═════ Material to process ═════

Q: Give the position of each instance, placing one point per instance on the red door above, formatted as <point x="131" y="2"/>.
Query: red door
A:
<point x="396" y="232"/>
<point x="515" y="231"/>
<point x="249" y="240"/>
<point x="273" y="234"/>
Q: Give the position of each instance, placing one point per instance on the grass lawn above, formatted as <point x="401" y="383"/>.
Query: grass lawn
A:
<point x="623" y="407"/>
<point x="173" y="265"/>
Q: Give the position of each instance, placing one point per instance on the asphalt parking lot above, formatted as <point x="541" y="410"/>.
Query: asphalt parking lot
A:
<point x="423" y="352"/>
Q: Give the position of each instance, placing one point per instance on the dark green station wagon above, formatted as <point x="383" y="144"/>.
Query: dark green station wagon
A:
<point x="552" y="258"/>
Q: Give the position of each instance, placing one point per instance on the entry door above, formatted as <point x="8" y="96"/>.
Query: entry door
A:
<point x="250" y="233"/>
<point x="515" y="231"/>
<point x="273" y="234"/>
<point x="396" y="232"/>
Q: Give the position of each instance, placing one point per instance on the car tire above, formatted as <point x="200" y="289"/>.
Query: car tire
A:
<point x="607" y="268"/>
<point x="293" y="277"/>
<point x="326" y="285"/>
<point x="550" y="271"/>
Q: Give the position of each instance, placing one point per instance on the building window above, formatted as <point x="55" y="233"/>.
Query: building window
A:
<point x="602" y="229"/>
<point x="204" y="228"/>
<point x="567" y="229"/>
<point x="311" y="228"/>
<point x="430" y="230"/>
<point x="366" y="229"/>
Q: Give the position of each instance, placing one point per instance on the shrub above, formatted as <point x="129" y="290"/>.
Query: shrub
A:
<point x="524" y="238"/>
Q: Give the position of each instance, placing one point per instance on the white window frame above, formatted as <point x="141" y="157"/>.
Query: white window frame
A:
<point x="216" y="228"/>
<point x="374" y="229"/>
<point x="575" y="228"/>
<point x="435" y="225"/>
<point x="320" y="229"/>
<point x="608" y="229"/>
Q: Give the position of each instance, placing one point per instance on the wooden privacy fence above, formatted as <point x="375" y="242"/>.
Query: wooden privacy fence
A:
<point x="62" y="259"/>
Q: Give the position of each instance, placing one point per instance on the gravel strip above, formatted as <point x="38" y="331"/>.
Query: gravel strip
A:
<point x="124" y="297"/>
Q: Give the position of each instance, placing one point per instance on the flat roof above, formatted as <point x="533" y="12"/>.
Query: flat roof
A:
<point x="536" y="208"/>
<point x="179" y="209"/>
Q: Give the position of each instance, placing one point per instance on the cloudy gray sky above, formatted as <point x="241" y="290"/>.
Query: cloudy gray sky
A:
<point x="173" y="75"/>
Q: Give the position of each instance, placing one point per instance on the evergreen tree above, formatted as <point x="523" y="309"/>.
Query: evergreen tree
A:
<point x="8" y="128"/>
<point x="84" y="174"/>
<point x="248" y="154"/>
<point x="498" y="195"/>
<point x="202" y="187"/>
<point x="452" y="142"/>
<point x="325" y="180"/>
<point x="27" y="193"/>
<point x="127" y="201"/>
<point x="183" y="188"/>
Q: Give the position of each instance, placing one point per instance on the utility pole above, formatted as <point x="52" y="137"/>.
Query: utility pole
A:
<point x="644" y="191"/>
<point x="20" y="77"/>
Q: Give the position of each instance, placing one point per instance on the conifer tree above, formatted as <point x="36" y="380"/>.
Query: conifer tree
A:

═════

[Exercise description]
The lines holding the string "dark" in the listing above are what you should copy out.

[Finished task]
Q: Give the position of each instance, placing one point per instance on the dark green station wagon above, formatted as <point x="383" y="144"/>.
Query: dark green station wagon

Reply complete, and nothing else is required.